**The request:** From the records below, write out as a numbered list every line from the one containing "Point to the office" through the final line, both included. Omit blank lines.

---- Provided information

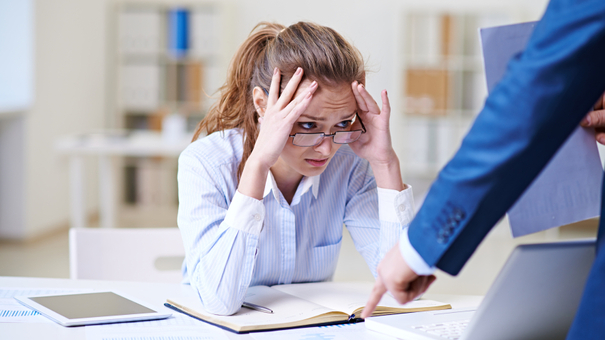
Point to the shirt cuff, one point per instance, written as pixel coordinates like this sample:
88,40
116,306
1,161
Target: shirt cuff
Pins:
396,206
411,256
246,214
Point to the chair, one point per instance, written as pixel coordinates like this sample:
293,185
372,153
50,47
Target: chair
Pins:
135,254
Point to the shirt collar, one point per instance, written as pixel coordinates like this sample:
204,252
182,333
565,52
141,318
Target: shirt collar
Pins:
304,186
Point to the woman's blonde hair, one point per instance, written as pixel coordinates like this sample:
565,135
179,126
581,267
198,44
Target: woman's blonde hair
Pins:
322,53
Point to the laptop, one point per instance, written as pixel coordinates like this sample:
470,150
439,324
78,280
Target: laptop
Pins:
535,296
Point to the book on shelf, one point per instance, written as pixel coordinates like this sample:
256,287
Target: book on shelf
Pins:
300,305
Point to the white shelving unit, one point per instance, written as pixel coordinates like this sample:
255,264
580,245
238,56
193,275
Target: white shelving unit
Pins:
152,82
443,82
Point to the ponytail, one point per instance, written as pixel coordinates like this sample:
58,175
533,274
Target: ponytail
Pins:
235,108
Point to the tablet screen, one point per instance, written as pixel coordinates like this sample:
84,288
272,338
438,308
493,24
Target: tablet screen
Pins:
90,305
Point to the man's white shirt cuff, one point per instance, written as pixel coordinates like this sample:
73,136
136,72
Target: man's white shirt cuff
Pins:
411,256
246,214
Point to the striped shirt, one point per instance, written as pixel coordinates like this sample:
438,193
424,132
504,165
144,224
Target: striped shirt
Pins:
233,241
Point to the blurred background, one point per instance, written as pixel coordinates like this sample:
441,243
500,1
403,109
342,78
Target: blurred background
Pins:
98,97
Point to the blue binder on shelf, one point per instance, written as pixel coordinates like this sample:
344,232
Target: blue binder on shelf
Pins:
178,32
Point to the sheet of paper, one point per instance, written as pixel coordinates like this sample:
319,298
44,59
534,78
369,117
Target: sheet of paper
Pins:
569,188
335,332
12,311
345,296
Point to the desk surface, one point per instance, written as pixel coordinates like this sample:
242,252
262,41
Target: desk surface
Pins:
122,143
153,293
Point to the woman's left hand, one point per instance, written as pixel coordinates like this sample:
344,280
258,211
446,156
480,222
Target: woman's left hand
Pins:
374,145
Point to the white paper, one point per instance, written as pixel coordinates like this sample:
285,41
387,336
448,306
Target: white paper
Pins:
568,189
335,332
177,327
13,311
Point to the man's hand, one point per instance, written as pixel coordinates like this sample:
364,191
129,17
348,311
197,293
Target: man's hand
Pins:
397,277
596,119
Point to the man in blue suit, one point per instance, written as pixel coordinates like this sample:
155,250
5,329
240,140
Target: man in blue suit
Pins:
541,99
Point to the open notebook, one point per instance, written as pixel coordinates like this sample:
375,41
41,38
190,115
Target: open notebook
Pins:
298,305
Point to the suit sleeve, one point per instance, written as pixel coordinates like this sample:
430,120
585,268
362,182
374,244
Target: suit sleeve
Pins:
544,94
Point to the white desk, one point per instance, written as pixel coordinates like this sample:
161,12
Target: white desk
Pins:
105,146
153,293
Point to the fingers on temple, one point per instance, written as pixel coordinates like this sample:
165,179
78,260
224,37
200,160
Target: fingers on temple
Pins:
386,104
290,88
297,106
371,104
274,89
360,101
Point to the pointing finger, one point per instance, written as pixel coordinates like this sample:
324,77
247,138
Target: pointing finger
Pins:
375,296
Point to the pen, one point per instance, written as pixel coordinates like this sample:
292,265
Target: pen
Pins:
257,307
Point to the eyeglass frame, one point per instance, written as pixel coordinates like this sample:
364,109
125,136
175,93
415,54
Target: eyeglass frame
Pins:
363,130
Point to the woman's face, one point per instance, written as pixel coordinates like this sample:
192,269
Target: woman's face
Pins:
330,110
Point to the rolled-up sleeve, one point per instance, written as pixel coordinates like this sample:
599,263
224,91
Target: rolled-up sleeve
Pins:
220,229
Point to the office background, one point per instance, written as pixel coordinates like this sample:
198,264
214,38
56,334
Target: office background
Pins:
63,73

--------

**Exercise response:**
1. Point to the office background, one point per instance, written as pixel coordinates like this sample:
2. 198,264
3. 214,38
4. 56,334
5. Target: office background
6. Pins:
7. 63,73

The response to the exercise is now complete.